What you need to do ::
Starting with the line that contains "target | man in white hard hat", reproduce each line through the end of the listing below, with no other output.

Supplied information ::
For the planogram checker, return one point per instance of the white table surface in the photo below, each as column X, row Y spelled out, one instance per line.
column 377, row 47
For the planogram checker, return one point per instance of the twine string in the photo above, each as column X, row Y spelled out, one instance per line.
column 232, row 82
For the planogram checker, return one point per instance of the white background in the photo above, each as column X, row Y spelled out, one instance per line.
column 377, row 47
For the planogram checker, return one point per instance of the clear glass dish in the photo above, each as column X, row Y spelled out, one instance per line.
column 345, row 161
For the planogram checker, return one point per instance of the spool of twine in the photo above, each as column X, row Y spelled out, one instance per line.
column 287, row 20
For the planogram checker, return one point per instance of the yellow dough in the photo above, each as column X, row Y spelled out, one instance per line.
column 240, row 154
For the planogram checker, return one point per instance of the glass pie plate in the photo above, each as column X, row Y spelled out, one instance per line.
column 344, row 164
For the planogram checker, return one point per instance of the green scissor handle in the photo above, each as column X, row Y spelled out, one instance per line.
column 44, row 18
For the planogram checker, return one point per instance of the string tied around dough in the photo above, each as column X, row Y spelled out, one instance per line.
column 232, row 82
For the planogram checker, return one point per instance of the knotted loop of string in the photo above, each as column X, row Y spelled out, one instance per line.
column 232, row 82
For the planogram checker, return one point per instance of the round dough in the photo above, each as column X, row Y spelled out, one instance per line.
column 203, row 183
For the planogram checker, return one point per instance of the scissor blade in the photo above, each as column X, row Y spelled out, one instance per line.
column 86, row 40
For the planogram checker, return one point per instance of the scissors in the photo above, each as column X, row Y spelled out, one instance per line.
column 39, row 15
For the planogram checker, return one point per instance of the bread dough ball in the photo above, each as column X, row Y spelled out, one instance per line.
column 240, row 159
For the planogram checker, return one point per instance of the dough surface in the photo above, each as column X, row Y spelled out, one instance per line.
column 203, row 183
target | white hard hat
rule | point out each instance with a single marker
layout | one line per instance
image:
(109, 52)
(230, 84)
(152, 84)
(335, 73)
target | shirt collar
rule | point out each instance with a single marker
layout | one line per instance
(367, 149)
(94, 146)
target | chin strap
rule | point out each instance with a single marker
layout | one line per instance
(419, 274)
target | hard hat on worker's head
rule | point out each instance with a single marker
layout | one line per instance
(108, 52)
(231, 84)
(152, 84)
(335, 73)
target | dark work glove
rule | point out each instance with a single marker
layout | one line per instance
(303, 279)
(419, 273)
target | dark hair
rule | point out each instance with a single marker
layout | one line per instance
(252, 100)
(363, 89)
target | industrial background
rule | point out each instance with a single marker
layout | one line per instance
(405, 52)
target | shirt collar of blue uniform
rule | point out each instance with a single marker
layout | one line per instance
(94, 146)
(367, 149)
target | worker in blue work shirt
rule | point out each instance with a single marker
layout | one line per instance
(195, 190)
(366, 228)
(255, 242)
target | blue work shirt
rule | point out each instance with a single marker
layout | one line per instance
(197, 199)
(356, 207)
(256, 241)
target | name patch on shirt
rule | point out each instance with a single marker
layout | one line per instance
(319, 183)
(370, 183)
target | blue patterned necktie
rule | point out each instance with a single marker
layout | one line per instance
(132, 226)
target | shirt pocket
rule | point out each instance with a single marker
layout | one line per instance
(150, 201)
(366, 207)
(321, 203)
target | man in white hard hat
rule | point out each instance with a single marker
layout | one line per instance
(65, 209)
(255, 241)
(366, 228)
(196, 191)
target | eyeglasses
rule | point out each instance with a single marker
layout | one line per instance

Response ::
target | man in white hard hat
rule | point out each instance with a single marker
layout | one line per instance
(65, 209)
(255, 241)
(366, 228)
(196, 191)
target | eyeglasses
rule | point out each instance with a single marker
layout | one line per instance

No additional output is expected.